§ Task objective: Which lines run from the one containing "Where can you spot the tree bark" to the end of the entries? Quote them exactly, and nothing else.

§ The records:
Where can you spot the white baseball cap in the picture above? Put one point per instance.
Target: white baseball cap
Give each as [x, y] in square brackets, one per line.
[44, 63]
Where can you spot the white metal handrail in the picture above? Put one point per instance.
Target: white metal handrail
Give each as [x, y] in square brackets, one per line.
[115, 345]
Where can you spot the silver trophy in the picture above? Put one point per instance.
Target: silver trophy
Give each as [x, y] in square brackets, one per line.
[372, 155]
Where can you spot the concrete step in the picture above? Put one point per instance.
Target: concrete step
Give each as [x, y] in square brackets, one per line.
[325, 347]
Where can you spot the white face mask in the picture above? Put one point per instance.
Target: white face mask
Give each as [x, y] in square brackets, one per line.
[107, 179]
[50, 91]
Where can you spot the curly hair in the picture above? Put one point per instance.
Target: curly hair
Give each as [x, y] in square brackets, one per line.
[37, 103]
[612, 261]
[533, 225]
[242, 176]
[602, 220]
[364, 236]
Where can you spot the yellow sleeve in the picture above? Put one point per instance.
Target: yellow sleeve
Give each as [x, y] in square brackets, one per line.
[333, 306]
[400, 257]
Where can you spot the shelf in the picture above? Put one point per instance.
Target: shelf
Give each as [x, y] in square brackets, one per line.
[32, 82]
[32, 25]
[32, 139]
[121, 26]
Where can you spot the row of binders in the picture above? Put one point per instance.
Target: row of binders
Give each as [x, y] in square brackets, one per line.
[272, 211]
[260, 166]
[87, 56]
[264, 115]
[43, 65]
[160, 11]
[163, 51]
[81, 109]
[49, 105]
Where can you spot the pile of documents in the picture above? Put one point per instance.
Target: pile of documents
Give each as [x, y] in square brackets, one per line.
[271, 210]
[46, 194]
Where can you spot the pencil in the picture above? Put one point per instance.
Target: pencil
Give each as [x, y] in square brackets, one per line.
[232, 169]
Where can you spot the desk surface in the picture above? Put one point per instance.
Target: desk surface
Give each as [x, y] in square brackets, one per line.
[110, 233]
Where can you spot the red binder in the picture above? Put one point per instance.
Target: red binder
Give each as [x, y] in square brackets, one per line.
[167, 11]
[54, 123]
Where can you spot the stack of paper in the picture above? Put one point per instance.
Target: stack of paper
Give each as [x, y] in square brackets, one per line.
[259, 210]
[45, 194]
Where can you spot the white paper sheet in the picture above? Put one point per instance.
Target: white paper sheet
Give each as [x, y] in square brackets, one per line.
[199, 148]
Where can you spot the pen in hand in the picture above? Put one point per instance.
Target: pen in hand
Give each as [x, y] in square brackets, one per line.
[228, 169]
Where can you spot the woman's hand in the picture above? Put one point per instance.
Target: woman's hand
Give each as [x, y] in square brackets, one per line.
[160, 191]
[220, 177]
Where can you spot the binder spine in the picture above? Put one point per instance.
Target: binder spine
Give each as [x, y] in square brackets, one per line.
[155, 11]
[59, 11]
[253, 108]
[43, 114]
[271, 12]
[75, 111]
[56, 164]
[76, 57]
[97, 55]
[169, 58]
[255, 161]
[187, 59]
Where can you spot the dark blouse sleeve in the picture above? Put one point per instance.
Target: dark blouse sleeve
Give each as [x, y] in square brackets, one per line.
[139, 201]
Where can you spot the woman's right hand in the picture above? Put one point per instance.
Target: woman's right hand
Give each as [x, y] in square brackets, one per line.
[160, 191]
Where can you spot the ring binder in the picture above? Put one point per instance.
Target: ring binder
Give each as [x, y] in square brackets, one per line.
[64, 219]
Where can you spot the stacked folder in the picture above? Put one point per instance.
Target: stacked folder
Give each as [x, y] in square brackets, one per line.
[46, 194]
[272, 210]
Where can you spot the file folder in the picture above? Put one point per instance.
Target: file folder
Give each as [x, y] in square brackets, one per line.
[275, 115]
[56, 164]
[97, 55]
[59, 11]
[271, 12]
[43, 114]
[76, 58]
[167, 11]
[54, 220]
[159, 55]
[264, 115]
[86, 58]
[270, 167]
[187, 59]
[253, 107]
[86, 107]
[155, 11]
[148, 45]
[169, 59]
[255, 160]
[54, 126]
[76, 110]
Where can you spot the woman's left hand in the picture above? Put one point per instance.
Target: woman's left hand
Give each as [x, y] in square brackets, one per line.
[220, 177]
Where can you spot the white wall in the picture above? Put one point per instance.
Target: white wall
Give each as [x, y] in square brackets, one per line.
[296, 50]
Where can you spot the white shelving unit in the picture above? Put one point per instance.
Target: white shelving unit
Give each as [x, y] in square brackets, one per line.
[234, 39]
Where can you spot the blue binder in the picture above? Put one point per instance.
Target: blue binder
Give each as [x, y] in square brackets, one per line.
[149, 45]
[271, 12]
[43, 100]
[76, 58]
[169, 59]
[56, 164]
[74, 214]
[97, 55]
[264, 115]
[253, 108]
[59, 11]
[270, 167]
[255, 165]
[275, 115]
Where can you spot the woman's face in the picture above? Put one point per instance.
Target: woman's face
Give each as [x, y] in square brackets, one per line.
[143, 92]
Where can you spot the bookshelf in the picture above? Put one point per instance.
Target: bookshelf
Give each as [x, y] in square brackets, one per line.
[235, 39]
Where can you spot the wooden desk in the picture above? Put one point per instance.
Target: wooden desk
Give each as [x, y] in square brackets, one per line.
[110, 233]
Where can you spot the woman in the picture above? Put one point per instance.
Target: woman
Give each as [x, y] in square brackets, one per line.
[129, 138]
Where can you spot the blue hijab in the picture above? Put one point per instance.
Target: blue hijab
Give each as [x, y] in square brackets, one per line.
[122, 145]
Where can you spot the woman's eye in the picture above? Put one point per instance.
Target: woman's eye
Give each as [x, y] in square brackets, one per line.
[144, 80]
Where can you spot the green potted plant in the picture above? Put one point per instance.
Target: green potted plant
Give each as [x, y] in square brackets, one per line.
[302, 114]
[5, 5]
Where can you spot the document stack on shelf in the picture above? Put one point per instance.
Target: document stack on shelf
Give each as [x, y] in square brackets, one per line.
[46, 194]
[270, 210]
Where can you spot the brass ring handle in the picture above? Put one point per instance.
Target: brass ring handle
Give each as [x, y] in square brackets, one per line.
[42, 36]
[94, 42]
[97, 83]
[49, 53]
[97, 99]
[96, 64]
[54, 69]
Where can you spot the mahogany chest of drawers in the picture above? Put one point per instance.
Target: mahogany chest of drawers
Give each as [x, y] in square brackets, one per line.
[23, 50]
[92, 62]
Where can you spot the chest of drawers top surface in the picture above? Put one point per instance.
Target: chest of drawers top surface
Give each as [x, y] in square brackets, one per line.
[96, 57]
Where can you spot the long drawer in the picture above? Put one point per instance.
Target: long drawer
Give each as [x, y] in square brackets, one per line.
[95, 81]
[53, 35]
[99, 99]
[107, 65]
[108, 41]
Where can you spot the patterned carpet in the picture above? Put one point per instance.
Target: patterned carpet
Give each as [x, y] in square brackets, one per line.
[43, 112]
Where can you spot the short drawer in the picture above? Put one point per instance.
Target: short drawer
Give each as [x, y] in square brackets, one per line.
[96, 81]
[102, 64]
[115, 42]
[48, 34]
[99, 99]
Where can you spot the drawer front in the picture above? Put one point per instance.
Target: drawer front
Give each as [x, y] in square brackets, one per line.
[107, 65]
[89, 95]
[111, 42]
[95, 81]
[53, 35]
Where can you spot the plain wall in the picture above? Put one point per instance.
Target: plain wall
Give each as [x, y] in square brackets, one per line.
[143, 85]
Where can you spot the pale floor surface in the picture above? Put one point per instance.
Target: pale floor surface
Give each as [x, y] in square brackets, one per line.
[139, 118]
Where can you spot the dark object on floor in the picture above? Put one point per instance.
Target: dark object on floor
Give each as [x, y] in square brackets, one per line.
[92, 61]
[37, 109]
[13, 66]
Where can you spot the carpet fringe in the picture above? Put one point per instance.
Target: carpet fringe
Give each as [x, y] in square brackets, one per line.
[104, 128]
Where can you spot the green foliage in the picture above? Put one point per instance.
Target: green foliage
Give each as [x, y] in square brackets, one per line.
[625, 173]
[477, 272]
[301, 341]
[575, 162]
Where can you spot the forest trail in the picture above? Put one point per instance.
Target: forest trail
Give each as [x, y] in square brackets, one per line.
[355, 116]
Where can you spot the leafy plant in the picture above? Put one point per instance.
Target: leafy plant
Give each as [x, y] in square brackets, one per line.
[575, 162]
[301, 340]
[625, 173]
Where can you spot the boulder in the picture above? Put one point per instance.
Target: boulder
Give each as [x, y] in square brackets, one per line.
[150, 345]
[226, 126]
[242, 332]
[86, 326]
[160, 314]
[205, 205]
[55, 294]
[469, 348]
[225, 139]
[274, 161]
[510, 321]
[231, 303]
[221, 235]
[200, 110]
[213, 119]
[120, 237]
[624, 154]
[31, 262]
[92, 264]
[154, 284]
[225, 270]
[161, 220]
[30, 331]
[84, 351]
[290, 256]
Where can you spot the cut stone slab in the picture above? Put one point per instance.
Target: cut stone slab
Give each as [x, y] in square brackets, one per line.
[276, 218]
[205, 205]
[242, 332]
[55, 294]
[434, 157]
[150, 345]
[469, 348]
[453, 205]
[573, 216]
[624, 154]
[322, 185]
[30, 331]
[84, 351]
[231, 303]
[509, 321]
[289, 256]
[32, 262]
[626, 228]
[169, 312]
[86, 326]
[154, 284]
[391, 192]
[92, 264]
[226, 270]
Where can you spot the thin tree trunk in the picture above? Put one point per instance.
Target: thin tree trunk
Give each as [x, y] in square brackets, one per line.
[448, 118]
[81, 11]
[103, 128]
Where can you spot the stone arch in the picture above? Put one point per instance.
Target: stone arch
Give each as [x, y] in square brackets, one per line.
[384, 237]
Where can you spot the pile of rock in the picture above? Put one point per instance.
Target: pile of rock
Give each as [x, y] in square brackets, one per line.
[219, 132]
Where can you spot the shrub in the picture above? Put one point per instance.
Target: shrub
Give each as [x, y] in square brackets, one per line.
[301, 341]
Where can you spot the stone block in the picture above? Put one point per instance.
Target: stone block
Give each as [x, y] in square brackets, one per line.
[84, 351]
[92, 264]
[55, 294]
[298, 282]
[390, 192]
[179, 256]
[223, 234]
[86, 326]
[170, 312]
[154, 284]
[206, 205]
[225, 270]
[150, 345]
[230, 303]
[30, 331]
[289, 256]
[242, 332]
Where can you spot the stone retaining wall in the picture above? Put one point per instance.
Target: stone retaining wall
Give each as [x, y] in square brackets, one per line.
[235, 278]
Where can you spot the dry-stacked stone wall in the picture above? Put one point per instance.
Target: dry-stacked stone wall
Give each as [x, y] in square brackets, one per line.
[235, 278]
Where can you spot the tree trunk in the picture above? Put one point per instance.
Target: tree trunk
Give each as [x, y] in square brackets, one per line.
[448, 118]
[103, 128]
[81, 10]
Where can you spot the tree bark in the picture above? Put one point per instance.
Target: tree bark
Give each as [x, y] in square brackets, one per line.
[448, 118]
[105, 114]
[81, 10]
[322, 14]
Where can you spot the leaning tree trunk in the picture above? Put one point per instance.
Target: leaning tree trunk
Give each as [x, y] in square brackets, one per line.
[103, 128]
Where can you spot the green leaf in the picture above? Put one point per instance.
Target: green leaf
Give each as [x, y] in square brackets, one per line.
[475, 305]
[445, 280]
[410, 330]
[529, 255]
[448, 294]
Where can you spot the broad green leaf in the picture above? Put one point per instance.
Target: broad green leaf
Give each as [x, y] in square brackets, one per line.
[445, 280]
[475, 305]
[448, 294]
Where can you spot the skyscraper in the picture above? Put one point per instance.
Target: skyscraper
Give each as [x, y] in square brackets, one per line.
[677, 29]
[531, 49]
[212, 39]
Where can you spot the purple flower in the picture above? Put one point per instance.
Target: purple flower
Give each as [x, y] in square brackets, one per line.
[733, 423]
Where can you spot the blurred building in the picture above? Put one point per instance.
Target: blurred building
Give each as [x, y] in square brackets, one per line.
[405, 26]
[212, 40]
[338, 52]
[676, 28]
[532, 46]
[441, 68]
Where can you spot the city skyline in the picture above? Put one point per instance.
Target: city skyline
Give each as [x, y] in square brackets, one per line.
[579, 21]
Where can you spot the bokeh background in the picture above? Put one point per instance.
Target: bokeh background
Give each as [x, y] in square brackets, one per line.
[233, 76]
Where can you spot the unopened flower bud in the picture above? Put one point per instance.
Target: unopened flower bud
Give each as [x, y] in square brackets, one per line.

§ Result:
Where can you spot the tree bark in the picture above? Put one point per instance.
Target: tree bark
Give each as [x, y] in square brackets, one per line.
[448, 118]
[105, 114]
[81, 10]
[322, 14]
Where can you spot the leaning tree trunk in the picture above? Put one point per instance.
Target: leaning tree trunk
Give each as [x, y] in square brackets, one per line.
[103, 128]
Where can you spot the green leaf in the picture above? Put one point per instance.
Target: green leaf
Give each as [x, y] in square brackets, one per line.
[475, 305]
[445, 280]
[410, 330]
[529, 255]
[448, 294]
Where can you spot the broad green leaf in the picture above? Put one point per instance.
Target: broad green leaf
Give each as [x, y] in square brackets, one per line.
[445, 280]
[475, 305]
[448, 294]
Where can you spot the skyscraper in the picture above? Put one point per instance.
Target: skyscraper
Give each as [x, y] in square brackets, one per line.
[677, 29]
[531, 49]
[212, 39]
Where can you spot the purple flower in the picture above? Put one point per instance.
Target: purple flower
Give each as [x, y] in square brackets, one per line.
[733, 423]
Where can you spot the blurred building in the picture above? Put one point per instance.
Target: blurred building
Give each as [x, y] in square brackets, one per line.
[405, 26]
[212, 40]
[338, 52]
[676, 28]
[532, 46]
[441, 68]
Where can you spot the city skyline in the picture above? Put one point per instance.
Target: city skyline
Give each as [x, y] in square brackets, one per line.
[579, 21]
Where can you spot the bokeh background in the picture above? Put one point per instance.
Target: bokeh background
Give each as [x, y] in square brackets, one per line.
[233, 76]
Where can you spot the unopened flower bud in the picture above? Put one point per instance.
Target: unopened flower bud
Give each as [x, y] in square brackets, one per line.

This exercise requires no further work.